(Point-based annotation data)
■ ■ ■ ■

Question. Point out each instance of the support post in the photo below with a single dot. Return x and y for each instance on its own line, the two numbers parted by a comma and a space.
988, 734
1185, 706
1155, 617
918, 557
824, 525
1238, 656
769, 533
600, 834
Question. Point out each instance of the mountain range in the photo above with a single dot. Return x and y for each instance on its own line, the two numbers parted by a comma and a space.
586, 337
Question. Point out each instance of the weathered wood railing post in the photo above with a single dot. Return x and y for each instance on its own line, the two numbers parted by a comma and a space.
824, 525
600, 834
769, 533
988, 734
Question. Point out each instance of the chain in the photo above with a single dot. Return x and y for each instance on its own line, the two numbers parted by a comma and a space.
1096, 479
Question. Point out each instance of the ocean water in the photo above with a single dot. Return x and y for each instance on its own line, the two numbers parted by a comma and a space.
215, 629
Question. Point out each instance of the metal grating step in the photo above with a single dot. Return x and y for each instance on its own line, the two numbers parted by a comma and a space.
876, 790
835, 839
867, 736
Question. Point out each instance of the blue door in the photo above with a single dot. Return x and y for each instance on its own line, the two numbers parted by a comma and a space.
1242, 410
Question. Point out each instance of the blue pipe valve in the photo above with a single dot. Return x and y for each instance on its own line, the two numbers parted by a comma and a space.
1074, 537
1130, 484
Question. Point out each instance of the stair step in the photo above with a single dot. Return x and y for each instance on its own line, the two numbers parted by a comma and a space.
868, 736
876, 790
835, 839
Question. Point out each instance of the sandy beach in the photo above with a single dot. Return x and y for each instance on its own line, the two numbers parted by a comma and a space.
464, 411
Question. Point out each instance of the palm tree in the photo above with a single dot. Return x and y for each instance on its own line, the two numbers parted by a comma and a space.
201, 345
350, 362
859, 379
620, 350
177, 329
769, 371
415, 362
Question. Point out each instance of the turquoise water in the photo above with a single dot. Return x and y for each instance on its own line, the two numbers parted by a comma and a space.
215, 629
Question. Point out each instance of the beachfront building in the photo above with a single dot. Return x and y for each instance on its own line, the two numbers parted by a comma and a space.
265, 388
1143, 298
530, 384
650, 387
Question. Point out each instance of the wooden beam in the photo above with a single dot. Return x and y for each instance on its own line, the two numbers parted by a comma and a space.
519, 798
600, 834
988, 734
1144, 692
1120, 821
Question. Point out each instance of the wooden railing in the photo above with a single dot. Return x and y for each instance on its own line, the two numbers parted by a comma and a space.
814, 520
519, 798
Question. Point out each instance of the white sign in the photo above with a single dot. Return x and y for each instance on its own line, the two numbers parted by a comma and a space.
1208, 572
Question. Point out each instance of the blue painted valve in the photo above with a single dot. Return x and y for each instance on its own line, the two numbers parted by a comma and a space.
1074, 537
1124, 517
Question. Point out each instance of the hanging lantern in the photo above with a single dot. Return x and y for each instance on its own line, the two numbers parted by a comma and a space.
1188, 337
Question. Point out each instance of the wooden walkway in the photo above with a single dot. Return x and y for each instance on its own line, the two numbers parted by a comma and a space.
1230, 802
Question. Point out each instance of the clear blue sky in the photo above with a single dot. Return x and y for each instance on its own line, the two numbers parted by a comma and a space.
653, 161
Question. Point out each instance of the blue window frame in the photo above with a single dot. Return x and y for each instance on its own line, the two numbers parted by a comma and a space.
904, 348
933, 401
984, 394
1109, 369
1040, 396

■ ■ ■ ■

# [The task]
Could you repeat the rows from the line with "Question. Point out each instance of the hanging" through the end of the rows, switching "lantern" to "lamp" and leaving everything else unchanged?

# [Reply]
Question. Point out each instance of the hanging lamp in the photo above with a single dot. Return x and y for each instance on its own line, the two numbers parted by a comma and a space.
1188, 337
Question. Point out each instance of the wooden walkway in the photo above with a single dot. Return x and y for each instance on its own line, the two numbers parted by a comma and a space.
1230, 802
Question. Point out each instance of the clear blue sky in the photo above with a single dot. Return x and y for each instance on its own line, the two numbers parted by a comma and a space.
653, 161
Question. Point out each instance of the blue window frame in the photo above with a single dot. Return x and y for each instance on its own line, the two numbers parted by a comma and a space.
904, 348
933, 401
984, 394
1109, 369
1040, 396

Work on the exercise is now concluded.